## Extrait du document:
● ● ● ●
Oui, les hommes québécois ont changé. Ceux de moins de 35 ans en particulier parlent de leurs émotions et s'investissent dans la conciliation travail-famille. Sauf que, quand les choses ne tournent pas rond, ils ne sont pas plus capables de demander de l'aide que leurs aînés. Que faire ? Changer les hommes ou la manière de les aborder ?

«Une tape dans le dos, c'est pas assez»

« J'étais en état de choc », dit Mario*, la quarantaine, en repensant au moment où sa copine - enceinte de leur premier enfant - l'a quitté. Carl a aussi des souvenirs douloureux d'une rupture amoureuse ancienne. « J'ai passé deux ans à brailler et à regarder par la fenêtre », raconte le jeune homme. Alors, quand sa nouvelle blonde l'a largué, il y a environ 18 mois, il n'a pas voulu répéter la même erreur : il a cherché de l'aide.

Carl a appelé au CLSC. Sans succès. « Si tu vas au CLSC, il faut que tu sois vraiment au bord du suicide pour qu'ils te prennent », dit Mario. Carl confirme : on lui a demandé s'il était suicidaire, il a dit non, alors il a été avisé qu'il y avait quatre mois d'attente... De l'aide, il en avait besoin tout de suite. Alors il a appelé une ligne d'écoute. Peut-être Tel-Aide, il n'est plus certain.

« J'ai braillé au téléphone et j'ai raconté mon histoire, mais au bout de 30 ou 45 minutes, je me suis fait dire que la consultation était finie, raconte-t-il, l'air encore stupéfait. J'ai trouvé ça ridicule. » Peu après, il a rappelé au CSLC. On lui a encore demandé s'il était suicidaire. Il ne l'était pas plus que la fois d'avant, mais il a insisté. Il trouvait horrible de se faire rejeter comme ça. « Déjà que c'est dur d'appeler », glisse-t-il, comme si c'était une évidence.
● ● ● ●
## Consignes:
A - Indiquez si chacun des énoncés suivants concorde avec le texte sur les hommes québécois, en justifiant par les mots exacts du texte : (i) les hommes de moins de 35 ans parlent de leurs émotions ; (ii) au CLSC, on a annoncé à Carl six mois d'attente ; (iii) Carl est sûr d'avoir appelé Tel-Aide.
B - D'après le texte sur les hommes québécois, combien de temps Carl a-t-il passé à pleurer et à regarder par la fenêtre après une ancienne rupture ?
C - Poursuivez le texte sur les hommes québécois à partir de sa dernière phrase.

## Extrait de source:
● ● ● ●
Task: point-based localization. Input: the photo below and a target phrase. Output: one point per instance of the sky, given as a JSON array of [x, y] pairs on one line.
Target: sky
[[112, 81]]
● ● ● ●
## Réponses:
A -
(i) Oui : « Ceux de moins de 35 ans en particulier parlent de leurs émotions ».
(ii) Non : « il a été avisé qu'il y avait quatre mois d'attente ».
(iii) Non : « Peut-être Tel-Aide, il n'est plus certain. »

B - Deux ans.

C -
Carl a raison : pour bien des hommes, demander de l'aide ne va pas de soi. Les Québécois de sexe masculin veulent presque tous (85 %) résoudre leurs problèmes seuls, a révélé une enquête dirigée par Gilles Tremblay, spécialiste de la condition masculine attaché à l'École de service social de l'Université Laval. Plus encore : près de 60 % d'entre eux refusent de demander de l'aide, même s'ils savent qu'ils en ont besoin. Sur ce plan, les jeunes hommes ne font d'ailleurs pas mieux que leurs aînés.

« Il faut vraiment qu'il soit minuit moins une parce que, au début, on pense que ça va se régler tout seul. On pense tout le temps que ça va passer », explique Mario.

Homme trop autonome?

« La souffrance n'est ni masculine ni féminine. Ce qu'il faut comprendre, par contre, c'est que l'expression de la souffrance est très socioculturelle », précise Philippe Roy, spécialiste de la prévention du suicide et de la santé mentale au masculin. 

Plusieurs professionnels rencontrés par La Presse+ dans des colloques sur la santé et le bien-être des hommes l'ont dit d'une façon ou d'une autre : les hommes n'apprennent pas à demander de l'aide, et les professionnels auxquels ils s'adressent ne sont pas toujours outillés pour les accueillir.

« On demande aux hommes de s'habiller en femmes pour demander de l'aide », a résumé Gilles Tremblay, en septembre dernier, lors d'un colloque tenu à Laval. Sa boutade voulait illustrer que le système ne tient pas compte de la manière qu'ont les hommes d'exprimer leur souffrance et ne sait pas trop comment y faire face. « C'est à nous de changer pour mieux rejoindre les hommes », estime d'ailleurs la psychologue Brigitte Lavoie, spécialiste de l'intervention auprès de la clientèle masculine.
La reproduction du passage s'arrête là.